■ **Written exercise 1**
According to the biography below, where did Arthur Robertson Hoare serve as a curate from 1894 to 1897?

Arthur Robertson Hoare (17 October 1871 – 18 March 1941) was an English first-class cricketer and clergyman.

Life
The son of the Reverend Walter Marsham Hoare, he was born in October 1871 at Stibbard, Norfolk. He was educated at Eton College, before going up to Trinity College, Cambridge. While at Cambridge, he played football for Cambridge University A.F.C., gaining a football blue. After graduating from Cambridge, he became an Anglican clergyman. He was a curate at Kettering from 1894–1897. He went to South Africa in 1897, where he was a diocese chaplain at Cape Town until 1900. He served in the Second Boer War as a chaplain to the forces.

Hoare continued his role as chaplain to the forces until 1909, holding postings at the Royal Military Academy and at Colchester Garrison. He returned to service as a chaplain to the forces in World War I, during which he was mentioned in dispatches.

Following the war, he served as the rector of Colkirk until 1930, and the rector of Ashill from 1930 to 1941. He died at Ashill in March 1941.

■ **Written exercise 2**
Please filter the entries below, keeping every line that contains the string "white". Case counts.

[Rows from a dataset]
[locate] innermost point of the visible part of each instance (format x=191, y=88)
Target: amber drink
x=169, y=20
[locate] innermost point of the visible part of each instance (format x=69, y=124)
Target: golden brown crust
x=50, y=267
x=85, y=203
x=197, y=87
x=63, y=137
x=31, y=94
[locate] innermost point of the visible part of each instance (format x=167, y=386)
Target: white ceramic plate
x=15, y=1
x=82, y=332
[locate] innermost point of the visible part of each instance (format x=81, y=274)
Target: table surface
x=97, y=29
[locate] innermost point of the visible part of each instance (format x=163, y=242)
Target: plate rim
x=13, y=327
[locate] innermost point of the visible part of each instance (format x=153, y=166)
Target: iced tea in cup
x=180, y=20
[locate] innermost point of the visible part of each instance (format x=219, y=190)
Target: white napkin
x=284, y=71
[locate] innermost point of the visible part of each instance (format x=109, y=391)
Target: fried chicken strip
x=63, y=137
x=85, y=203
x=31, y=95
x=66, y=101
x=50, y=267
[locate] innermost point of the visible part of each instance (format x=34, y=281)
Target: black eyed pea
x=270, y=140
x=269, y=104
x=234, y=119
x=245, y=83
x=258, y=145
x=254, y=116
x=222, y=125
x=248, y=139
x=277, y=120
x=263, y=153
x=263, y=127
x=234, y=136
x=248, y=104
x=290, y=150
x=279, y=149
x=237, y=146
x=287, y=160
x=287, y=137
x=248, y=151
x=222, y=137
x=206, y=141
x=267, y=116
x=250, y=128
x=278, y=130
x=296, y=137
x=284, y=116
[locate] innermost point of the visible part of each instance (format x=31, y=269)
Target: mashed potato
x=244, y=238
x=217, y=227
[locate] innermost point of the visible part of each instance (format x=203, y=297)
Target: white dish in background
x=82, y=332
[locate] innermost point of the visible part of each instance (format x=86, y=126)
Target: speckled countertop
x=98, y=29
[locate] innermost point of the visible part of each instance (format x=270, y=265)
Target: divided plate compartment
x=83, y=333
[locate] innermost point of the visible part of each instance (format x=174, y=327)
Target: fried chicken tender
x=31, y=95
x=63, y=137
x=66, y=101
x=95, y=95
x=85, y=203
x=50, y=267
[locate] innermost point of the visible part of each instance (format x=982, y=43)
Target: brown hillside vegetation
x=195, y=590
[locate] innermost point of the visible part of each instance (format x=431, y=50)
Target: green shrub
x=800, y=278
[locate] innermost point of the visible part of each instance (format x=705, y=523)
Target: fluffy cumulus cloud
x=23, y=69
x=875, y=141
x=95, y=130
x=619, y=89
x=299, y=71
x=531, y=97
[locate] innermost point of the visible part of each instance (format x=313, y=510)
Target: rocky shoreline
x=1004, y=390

■ **Worked answer 1**
Kettering

■ **Worked answer 2**
Target: white ceramic plate
Target: white napkin
Target: white dish in background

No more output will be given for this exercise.